##### Working data
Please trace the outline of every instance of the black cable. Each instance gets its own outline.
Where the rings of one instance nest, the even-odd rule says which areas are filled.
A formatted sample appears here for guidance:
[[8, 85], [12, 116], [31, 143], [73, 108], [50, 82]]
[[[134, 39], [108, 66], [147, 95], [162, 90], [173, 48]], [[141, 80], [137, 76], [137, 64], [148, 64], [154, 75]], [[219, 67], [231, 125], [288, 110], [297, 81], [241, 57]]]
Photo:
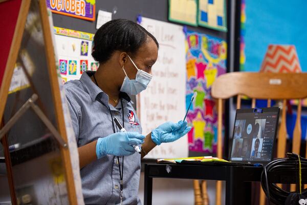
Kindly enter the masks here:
##########
##### Working data
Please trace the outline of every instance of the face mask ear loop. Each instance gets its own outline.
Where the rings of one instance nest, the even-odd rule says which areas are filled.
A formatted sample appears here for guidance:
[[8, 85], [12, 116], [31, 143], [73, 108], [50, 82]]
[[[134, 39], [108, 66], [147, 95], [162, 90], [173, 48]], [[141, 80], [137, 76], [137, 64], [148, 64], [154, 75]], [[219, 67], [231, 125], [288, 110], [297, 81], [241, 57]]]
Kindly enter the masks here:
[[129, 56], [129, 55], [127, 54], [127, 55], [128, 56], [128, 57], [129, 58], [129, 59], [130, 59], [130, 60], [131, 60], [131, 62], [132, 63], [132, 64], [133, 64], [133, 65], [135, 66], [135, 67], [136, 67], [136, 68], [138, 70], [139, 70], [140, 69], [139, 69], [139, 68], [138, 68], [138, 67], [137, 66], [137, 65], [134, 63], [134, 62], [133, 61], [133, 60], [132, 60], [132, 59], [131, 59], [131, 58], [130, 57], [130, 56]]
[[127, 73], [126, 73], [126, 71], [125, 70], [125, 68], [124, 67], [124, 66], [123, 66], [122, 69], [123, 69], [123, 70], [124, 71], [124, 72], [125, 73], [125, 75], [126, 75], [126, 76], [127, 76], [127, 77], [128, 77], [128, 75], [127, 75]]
##########
◆ Description of the task ◆
Copy out every line of the material from the line holding "Please trace the outline of every instance of the face" through the line holding "75], [127, 75]]", inclusive. Shift each point coordinate in the answer outlines by adding 51 to it, and leave every other line as it is.

◆ Written solution ◆
Please trace the outline of every instance of the face mask ear loop. Each instance gets its own outline.
Where the rings of one instance nest, the even-odd rule says which areas are filled.
A formatted sample appears here for guidance:
[[8, 85], [12, 116], [31, 143], [73, 108], [50, 82]]
[[[134, 39], [108, 66], [147, 95], [162, 90], [173, 48]], [[141, 80], [137, 76], [137, 64], [148, 64], [154, 75]], [[219, 67], [231, 125], [288, 110], [297, 81], [241, 57]]]
Kindly enter the masks here:
[[180, 107], [180, 106], [178, 105], [178, 106], [179, 107], [179, 108], [180, 109], [180, 110], [181, 110], [181, 111], [182, 111], [182, 113], [183, 114], [183, 115], [184, 115], [184, 116], [186, 117], [186, 118], [187, 118], [187, 119], [189, 121], [190, 121], [191, 120], [190, 120], [190, 119], [189, 119], [189, 118], [188, 117], [188, 116], [185, 114], [185, 113], [184, 112], [184, 111], [183, 111], [183, 110], [182, 110], [182, 109], [181, 108], [181, 107]]
[[178, 124], [177, 124], [177, 122], [176, 121], [176, 119], [175, 118], [175, 117], [174, 117], [173, 120], [174, 120], [174, 121], [175, 122], [175, 123], [176, 124], [176, 126], [177, 126], [177, 127], [178, 127], [178, 128], [179, 128], [179, 126], [178, 126]]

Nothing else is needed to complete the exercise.